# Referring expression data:
------------------------------------------------------------

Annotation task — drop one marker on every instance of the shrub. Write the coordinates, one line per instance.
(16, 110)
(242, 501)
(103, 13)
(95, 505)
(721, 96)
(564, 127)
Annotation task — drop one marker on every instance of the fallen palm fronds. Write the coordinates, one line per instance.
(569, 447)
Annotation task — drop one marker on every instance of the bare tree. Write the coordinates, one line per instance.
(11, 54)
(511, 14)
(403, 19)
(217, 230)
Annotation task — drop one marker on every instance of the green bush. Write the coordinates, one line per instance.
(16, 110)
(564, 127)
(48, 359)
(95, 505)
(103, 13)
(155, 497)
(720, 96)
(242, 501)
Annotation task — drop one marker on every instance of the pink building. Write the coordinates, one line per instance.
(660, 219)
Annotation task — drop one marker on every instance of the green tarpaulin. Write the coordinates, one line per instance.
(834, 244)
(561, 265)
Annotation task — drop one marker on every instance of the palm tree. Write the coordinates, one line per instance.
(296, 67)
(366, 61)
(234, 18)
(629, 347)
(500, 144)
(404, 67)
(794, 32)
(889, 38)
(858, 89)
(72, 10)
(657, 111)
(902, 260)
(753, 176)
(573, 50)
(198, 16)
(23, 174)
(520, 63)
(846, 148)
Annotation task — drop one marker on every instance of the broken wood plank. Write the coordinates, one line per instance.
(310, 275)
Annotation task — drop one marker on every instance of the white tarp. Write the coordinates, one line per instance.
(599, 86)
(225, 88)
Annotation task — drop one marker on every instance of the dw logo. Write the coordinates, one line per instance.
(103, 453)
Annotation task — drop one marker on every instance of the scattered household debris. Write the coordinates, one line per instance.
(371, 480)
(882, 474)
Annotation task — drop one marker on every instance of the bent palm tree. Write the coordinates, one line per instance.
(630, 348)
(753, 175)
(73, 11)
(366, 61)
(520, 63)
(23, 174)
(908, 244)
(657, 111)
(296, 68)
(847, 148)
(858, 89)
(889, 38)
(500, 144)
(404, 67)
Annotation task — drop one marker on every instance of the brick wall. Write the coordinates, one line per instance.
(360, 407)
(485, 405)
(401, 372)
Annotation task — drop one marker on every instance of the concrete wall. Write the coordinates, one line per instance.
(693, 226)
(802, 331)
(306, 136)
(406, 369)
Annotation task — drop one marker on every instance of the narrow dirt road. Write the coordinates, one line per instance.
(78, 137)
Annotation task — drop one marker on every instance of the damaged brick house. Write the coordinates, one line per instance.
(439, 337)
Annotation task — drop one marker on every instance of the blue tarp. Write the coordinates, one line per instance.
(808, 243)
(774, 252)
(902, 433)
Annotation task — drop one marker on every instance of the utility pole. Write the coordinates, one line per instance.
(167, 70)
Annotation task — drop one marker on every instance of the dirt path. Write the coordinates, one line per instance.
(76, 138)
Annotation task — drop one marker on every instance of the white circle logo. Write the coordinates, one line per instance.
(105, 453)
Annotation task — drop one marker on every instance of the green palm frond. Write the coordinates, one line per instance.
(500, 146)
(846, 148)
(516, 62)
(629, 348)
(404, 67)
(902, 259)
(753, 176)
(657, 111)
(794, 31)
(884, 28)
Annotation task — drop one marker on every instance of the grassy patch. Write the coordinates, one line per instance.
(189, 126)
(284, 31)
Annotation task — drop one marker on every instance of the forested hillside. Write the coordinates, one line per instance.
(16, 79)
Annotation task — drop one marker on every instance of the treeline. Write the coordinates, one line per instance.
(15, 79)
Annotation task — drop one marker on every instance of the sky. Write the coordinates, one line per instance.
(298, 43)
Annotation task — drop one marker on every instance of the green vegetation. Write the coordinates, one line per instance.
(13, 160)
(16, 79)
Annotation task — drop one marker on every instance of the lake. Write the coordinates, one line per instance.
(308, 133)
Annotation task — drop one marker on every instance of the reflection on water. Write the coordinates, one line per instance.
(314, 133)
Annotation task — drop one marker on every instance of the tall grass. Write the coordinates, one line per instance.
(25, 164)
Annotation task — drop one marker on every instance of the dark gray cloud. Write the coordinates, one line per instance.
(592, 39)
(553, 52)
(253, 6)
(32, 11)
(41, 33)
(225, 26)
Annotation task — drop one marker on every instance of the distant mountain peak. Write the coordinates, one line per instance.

------------------------------------------------------------

# WHAT YOU SHOULD DO:
Transcribe each record above exactly. Skip none.

# SOLUTION BELOW:
Annotation task — drop one marker on every instance of the shrub. Write the coordinates, one line per instance.
(16, 110)
(242, 501)
(103, 13)
(95, 505)
(721, 96)
(564, 127)
Annotation task — drop one marker on every instance of the fallen palm fronds. Write the coordinates, one line per instance.
(569, 447)
Annotation task — drop one marker on every instance of the bare tree. Write the coordinates, one line per instance.
(11, 54)
(511, 14)
(403, 19)
(217, 230)
Annotation task — drop one marker on every instance of the green bush. Write the coordinates, one line per instance.
(16, 110)
(564, 127)
(48, 359)
(95, 505)
(103, 13)
(155, 497)
(720, 96)
(242, 501)
Annotation task — drop one marker on every instance of the pink building. Write the coordinates, one line per instance.
(660, 219)
Annotation task — drop one marker on every instance of the green tarpaulin. Write the coordinates, one line per instance.
(834, 244)
(561, 265)
Annotation task — drop one marker on every instance of the palm tree. Write the coordinates, one line per instance.
(296, 67)
(366, 61)
(234, 18)
(629, 347)
(500, 144)
(404, 67)
(794, 32)
(889, 38)
(858, 89)
(72, 10)
(657, 111)
(902, 260)
(753, 176)
(573, 50)
(198, 16)
(23, 174)
(520, 63)
(846, 148)
Annotation task — drop one marker on every instance of the broken wood plank. Write the coordinates, one line per instance.
(310, 275)
Annotation task — drop one marker on every instance of the white tarp. Write the coordinates, one line per instance.
(599, 86)
(225, 88)
Annotation task — drop one marker on every instance of the dw logo. Write the coordinates, one line per instance.
(103, 453)
Annotation task — drop one marker on every instance of the scattered household debris. Write the coordinates, one line per instance.
(371, 480)
(882, 474)
Annotation task — drop one marker on every instance of the bent palm tree. Write the coordinates, one line per instance.
(630, 348)
(753, 175)
(73, 11)
(366, 61)
(520, 63)
(23, 174)
(908, 244)
(657, 111)
(296, 68)
(847, 148)
(858, 89)
(889, 38)
(500, 144)
(404, 67)
Annotation task — drop one marker on every instance of the brick wall. Write the coordinates, one line per instance.
(360, 407)
(485, 405)
(401, 372)
Annotation task — drop one marker on every instance of the concrete wall. Write the coordinates, one line per instance.
(693, 226)
(802, 331)
(306, 136)
(406, 369)
Annotation task — drop one marker on every instance of the narrow dirt road. Write the coordinates, one line per instance.
(78, 137)
Annotation task — drop one marker on every instance of the damaged brick house. Write the coordinates, one line per instance.
(439, 337)
Annotation task — drop one marker on every instance of the blue tarp. Write the coordinates, one line per instance.
(808, 243)
(774, 252)
(902, 433)
Annotation task — drop one marker on every instance of the utility pole. Write the coordinates, one line per instance.
(167, 70)
Annotation task — drop one marker on every instance of the dirt path. Write the coordinates, one line per instance.
(76, 138)
Annotation task — drop one marker on every instance of the white circle logo. Write the coordinates, one line per instance.
(105, 453)
Annotation task — drop one marker on every instance of the green palm frond. Write the coordinates, one line per instance.
(500, 146)
(846, 148)
(516, 62)
(629, 348)
(404, 67)
(902, 259)
(753, 176)
(657, 111)
(794, 31)
(884, 28)
Annotation task — drop one marker on every instance of the grassy patch. Write the coordinates, one line per instance.
(189, 126)
(284, 31)
Annotation task — drop one marker on every instance of the forested hillside. Write the coordinates, one line per instance.
(16, 79)
Annotation task — drop one marker on every instance of the treeline. Write the coordinates, one line per instance.
(15, 79)
Annotation task — drop one marker on every instance of the sky. Write the coordinates, one line per instance.
(298, 43)
Annotation task — drop one marker on every instance of the green vegetation. Write the coordinates, one line per instance.
(13, 160)
(16, 79)
Annotation task — drop one marker on every instance of the lake. Write the coordinates, one line per instance.
(308, 133)
Annotation task — drop one marker on every instance of the reflection on water. Write the coordinates, one line per instance.
(314, 133)
Annotation task — drop one marker on every instance of the tall grass. Write the coordinates, one line per instance.
(25, 164)
Annotation task — drop one marker on every instance of the dark gray cloud. Write the coordinates, one line per instance.
(592, 39)
(553, 52)
(253, 6)
(32, 11)
(41, 33)
(225, 26)
Annotation task — drop one marker on every instance of the distant mountain peak. Write the coordinates, one line per instance.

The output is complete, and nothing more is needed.